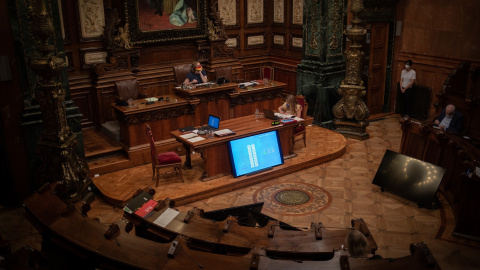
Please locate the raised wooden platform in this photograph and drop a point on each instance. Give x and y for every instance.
(323, 145)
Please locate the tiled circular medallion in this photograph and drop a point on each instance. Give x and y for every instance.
(293, 198)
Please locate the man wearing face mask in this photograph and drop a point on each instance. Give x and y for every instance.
(196, 75)
(407, 79)
(450, 120)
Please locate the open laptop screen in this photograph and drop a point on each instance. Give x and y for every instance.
(213, 121)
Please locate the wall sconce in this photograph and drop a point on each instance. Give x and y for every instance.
(5, 71)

- - - - - - -

### Exercise:
Copy the lines from the one containing "Please locate the open" through the last line, changing "wall sconce" to "ceiling lamp" and leaving everything else unchanged.

### Result for this exercise:
Please locate the open laptop screen in this photograph and drop a point on each instance. Give x and y for every instance.
(213, 121)
Please locate the ceiling lamp in this photograph and drop a point on each instance. Give x and y for every instance.
(5, 71)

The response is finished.